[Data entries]
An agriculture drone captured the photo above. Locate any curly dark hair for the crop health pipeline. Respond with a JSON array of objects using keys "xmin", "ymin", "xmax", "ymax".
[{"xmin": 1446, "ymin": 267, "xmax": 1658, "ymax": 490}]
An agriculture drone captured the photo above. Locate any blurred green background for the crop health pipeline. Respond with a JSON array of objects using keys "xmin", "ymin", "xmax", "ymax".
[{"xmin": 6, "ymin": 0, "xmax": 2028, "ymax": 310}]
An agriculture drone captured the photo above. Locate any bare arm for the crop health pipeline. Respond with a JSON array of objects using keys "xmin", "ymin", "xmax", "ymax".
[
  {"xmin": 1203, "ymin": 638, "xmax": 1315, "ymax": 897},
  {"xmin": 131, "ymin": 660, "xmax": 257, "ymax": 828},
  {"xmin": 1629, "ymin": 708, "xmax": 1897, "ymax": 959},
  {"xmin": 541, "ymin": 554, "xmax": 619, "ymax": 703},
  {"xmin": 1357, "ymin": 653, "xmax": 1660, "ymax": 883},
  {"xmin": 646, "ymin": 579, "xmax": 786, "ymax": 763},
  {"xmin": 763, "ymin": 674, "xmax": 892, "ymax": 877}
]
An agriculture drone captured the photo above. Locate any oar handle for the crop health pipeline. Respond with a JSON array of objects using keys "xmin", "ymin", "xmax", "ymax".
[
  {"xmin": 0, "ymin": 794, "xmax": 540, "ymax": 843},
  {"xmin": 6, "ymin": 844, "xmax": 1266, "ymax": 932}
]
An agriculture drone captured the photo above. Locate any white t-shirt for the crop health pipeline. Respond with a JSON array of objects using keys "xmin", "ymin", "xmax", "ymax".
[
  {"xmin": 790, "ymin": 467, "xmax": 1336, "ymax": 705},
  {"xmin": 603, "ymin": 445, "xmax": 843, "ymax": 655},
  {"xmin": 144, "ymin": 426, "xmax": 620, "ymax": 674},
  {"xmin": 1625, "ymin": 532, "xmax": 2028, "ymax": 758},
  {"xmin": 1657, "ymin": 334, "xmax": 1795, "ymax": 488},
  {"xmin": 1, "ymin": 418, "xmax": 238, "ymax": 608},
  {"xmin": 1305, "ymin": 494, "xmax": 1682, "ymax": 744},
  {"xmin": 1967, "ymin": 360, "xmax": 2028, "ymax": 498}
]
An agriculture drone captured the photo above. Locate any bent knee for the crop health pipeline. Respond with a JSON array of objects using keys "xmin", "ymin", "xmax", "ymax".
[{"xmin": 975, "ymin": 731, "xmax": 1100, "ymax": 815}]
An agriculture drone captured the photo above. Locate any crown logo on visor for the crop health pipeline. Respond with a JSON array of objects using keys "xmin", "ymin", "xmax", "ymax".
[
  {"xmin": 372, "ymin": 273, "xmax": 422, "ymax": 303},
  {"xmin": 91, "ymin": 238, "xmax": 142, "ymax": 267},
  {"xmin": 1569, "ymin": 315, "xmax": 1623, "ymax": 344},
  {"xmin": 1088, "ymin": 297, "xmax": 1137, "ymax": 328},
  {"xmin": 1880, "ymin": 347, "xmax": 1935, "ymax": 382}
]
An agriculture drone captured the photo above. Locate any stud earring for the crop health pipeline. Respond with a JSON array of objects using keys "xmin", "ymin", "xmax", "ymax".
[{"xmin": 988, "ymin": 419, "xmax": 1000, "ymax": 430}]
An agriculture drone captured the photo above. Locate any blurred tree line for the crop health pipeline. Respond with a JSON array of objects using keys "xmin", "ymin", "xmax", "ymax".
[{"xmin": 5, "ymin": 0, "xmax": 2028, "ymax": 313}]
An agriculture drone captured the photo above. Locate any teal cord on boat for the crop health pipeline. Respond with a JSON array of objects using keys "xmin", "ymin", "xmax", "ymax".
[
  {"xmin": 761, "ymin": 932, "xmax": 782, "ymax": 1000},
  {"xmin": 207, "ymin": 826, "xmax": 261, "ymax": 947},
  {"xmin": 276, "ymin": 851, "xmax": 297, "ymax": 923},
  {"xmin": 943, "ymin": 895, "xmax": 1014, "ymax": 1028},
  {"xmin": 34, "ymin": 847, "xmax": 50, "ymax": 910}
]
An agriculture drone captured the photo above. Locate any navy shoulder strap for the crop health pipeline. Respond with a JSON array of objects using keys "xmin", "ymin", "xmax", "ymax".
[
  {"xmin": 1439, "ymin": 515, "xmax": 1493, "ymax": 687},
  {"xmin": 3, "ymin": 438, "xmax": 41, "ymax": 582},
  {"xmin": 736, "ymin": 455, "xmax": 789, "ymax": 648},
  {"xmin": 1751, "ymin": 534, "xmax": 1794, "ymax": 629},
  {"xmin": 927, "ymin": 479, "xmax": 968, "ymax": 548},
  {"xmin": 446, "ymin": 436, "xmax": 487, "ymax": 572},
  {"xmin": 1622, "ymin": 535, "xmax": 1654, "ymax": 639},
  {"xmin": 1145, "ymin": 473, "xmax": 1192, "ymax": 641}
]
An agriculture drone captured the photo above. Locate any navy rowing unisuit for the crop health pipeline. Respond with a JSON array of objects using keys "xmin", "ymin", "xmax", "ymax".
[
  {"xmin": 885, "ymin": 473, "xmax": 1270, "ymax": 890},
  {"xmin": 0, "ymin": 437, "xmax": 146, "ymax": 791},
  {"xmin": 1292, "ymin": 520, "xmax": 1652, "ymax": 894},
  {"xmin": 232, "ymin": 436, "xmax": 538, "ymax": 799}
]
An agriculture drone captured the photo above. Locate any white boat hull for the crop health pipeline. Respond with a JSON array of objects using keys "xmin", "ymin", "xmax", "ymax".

### Assignment
Would you write out the data exactly as it reads?

### Solution for this problem
An agriculture drone captured the photo above. Locate any curly dark hair for the crop health pipeline. Respond with a JSON array of objects using keys "xmin", "ymin", "xmax", "ymax".
[{"xmin": 1446, "ymin": 267, "xmax": 1658, "ymax": 490}]
An agriculture drone captured the photo above. Locate any blurred green background for the crop health pipeline. Respond with a JSON array of objects using keys "xmin", "ymin", "xmax", "ymax".
[{"xmin": 6, "ymin": 0, "xmax": 2028, "ymax": 310}]
An agriculture drone captured the photo above. Locate any bare arm for the crop health pipeline. Respond with a JSON array of objects using keys "xmin", "ymin", "xmax", "ymax".
[
  {"xmin": 1203, "ymin": 638, "xmax": 1315, "ymax": 897},
  {"xmin": 131, "ymin": 660, "xmax": 257, "ymax": 828},
  {"xmin": 1629, "ymin": 708, "xmax": 1897, "ymax": 959},
  {"xmin": 541, "ymin": 554, "xmax": 619, "ymax": 703},
  {"xmin": 1357, "ymin": 653, "xmax": 1660, "ymax": 883},
  {"xmin": 646, "ymin": 579, "xmax": 786, "ymax": 763},
  {"xmin": 763, "ymin": 674, "xmax": 892, "ymax": 877}
]
An agriculture drone captured the photo above. Locate any oar handle for the crop health pipeline. Respond with a JSON array of objects using keys "xmin", "ymin", "xmax", "ymax".
[
  {"xmin": 0, "ymin": 794, "xmax": 540, "ymax": 843},
  {"xmin": 6, "ymin": 844, "xmax": 1266, "ymax": 932}
]
An agriculture drone captured the photo above. Locate any white t-shirt for the crop health pipeline. Respond with a JSON array of objects using keys "xmin", "ymin", "xmax", "ymax".
[
  {"xmin": 790, "ymin": 467, "xmax": 1336, "ymax": 705},
  {"xmin": 603, "ymin": 445, "xmax": 843, "ymax": 655},
  {"xmin": 144, "ymin": 426, "xmax": 620, "ymax": 674},
  {"xmin": 1625, "ymin": 532, "xmax": 2028, "ymax": 758},
  {"xmin": 1657, "ymin": 334, "xmax": 1795, "ymax": 488},
  {"xmin": 1, "ymin": 418, "xmax": 238, "ymax": 608},
  {"xmin": 1305, "ymin": 494, "xmax": 1682, "ymax": 744},
  {"xmin": 1967, "ymin": 360, "xmax": 2028, "ymax": 498}
]
An agriculture drone captured the photo above. Locate any bent knee for the crop health pipeline. Respond with a JSON array of objects using keys "xmin", "ymin", "xmax", "ymax".
[{"xmin": 975, "ymin": 731, "xmax": 1100, "ymax": 815}]
An agriculture drone captured the photo above. Locate any crown logo on visor for the crop health pipeline. Respond with a JSON array of objects using keys "xmin", "ymin", "xmax", "ymax".
[
  {"xmin": 372, "ymin": 273, "xmax": 422, "ymax": 303},
  {"xmin": 91, "ymin": 238, "xmax": 142, "ymax": 267},
  {"xmin": 1569, "ymin": 315, "xmax": 1623, "ymax": 344},
  {"xmin": 1088, "ymin": 297, "xmax": 1137, "ymax": 328},
  {"xmin": 1880, "ymin": 347, "xmax": 1935, "ymax": 382}
]
An agriculture drone captured the photo above. Locate any stud earring for the crop health pipeline. Respond with a JSON array of objects using keys "xmin", "ymin", "xmax", "ymax".
[{"xmin": 988, "ymin": 419, "xmax": 1000, "ymax": 430}]
An agriculture drone captured the photo above. Locate any blurred tree line for the crop health pipeline. Respond with a JSON array of objects using keys "xmin", "ymin", "xmax", "ymax".
[{"xmin": 5, "ymin": 0, "xmax": 2028, "ymax": 313}]
An agriculture drone captured the photo above. Locate any teal cord on boat for the crop health pipeline. Respond with a JSON array of objects using keys "xmin", "ymin", "xmax", "ymax".
[
  {"xmin": 761, "ymin": 932, "xmax": 782, "ymax": 1000},
  {"xmin": 207, "ymin": 826, "xmax": 261, "ymax": 947},
  {"xmin": 276, "ymin": 851, "xmax": 297, "ymax": 923},
  {"xmin": 943, "ymin": 895, "xmax": 1014, "ymax": 1028},
  {"xmin": 34, "ymin": 847, "xmax": 50, "ymax": 910}
]
An agriculture drone captured the photo above. Locate any navy shoulder strap for the crop health pipeline. Respond with a JSON array of objects using keys "xmin", "ymin", "xmax", "ymax".
[
  {"xmin": 1439, "ymin": 515, "xmax": 1493, "ymax": 687},
  {"xmin": 3, "ymin": 438, "xmax": 41, "ymax": 582},
  {"xmin": 736, "ymin": 455, "xmax": 789, "ymax": 648},
  {"xmin": 1751, "ymin": 534, "xmax": 1794, "ymax": 629},
  {"xmin": 927, "ymin": 479, "xmax": 968, "ymax": 548},
  {"xmin": 446, "ymin": 436, "xmax": 487, "ymax": 572},
  {"xmin": 1622, "ymin": 535, "xmax": 1654, "ymax": 639},
  {"xmin": 1145, "ymin": 473, "xmax": 1192, "ymax": 641}
]
An agriculture drone captured the photo above. Locate any navy rowing unisuit for the crop health pipeline. Respond with a JSON array of objects using keys "xmin", "ymin", "xmax", "ymax".
[
  {"xmin": 885, "ymin": 473, "xmax": 1270, "ymax": 890},
  {"xmin": 0, "ymin": 437, "xmax": 146, "ymax": 791},
  {"xmin": 1292, "ymin": 520, "xmax": 1652, "ymax": 894},
  {"xmin": 232, "ymin": 436, "xmax": 538, "ymax": 799}
]
An agriculture drone captured the photo above. Locate any white boat hull for the crop health pipeline. Respond with a JSON array of objects using keys "xmin", "ymin", "xmax", "ymax".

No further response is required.